● Directions for this task:
Reproduce every line of the listing exactly.

● Information shown:

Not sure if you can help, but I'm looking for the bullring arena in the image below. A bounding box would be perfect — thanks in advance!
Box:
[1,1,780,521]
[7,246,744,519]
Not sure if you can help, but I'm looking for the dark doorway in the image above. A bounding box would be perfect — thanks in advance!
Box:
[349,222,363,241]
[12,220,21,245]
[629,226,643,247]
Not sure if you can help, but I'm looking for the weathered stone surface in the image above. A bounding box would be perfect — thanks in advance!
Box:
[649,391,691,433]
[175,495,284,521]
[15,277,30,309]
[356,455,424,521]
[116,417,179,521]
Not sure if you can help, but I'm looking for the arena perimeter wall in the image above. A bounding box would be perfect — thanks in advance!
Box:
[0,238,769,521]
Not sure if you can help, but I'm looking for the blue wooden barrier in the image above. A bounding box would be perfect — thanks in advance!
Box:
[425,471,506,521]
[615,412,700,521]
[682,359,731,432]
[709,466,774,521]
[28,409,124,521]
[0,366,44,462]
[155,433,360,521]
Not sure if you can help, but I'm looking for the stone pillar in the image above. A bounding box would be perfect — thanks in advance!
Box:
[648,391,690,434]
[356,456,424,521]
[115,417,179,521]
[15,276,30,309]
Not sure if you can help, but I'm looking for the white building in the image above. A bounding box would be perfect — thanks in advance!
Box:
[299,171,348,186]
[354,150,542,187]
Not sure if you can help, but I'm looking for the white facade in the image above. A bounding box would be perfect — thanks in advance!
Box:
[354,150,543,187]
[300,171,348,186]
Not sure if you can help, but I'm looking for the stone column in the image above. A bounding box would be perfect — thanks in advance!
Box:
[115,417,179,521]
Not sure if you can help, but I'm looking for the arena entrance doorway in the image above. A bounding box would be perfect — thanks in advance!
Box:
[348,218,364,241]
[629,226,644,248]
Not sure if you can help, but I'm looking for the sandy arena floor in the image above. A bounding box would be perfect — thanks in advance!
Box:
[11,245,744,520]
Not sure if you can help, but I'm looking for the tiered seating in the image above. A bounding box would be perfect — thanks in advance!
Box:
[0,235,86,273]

● Answer to the exercise:
Not sure if you can help, but I'm looking for the bullring arena in the image below. A bounding box would be perfect — thanks in advance!
Box:
[1,1,780,521]
[7,246,744,519]
Not sure if you can help, but I'm looking for the dark doorway in the image above. A bounding box would be perfect — thanks in advance!
Box:
[349,222,363,241]
[12,220,21,245]
[629,226,643,247]
Not sure if you can help, but I'm looking for the weathered stone surface in the image above. A bounding box would be perfect — thanks in advance!
Box:
[649,391,691,433]
[175,495,284,521]
[15,277,30,309]
[356,455,424,521]
[116,417,179,521]
Not sure if you can help, but I'm looking for the arena perimeter wall in the image above. A bounding box would be perfect — thanks in advance!
Box:
[0,238,769,521]
Not sure if you can help, but I'm looking for the blue wooden barrier in the image above. A bounding box would be perfect — thanks in advance!
Box:
[425,471,506,521]
[615,412,700,521]
[682,359,731,432]
[709,466,774,521]
[28,409,124,521]
[0,366,44,462]
[155,433,360,521]
Not sure if you can help, but I'm looking for the stone pillar in the image above. A bounding box would be perfect — thanks in advance!
Box:
[648,391,690,434]
[356,456,424,521]
[115,417,179,521]
[15,276,30,309]
Not sure if you can help, but I'm looking for the white building in the image above. A bounding box would be perfect — thanks in advance!
Box:
[299,171,348,186]
[354,150,542,187]
Not sure if you can help, but I'm looking for the white facade in the image above. A bounding box would be perfect — thanks in advance!
Box:
[354,150,543,187]
[300,171,348,186]
Not sure if you can help, but I'm looking for the stone column in the image above. A bounding box would be perfect — thanks in advance!
Box:
[115,417,179,521]
Not sure if you can help, but I'm looking for the arena entrance doorway in the image above. A bounding box would be perfect — thanks in advance!
Box:
[348,218,364,241]
[629,226,644,248]
Not sure if you can help, but I'm looking for the sandy arena floor in the image above. A bounding box would be perfect — thanks in advance!
Box:
[11,245,744,520]
Not sure if you can help, but I'm looking for the tiered seating in the image above. A bounding box would be perfect — thanks in advance!
Box:
[0,235,86,273]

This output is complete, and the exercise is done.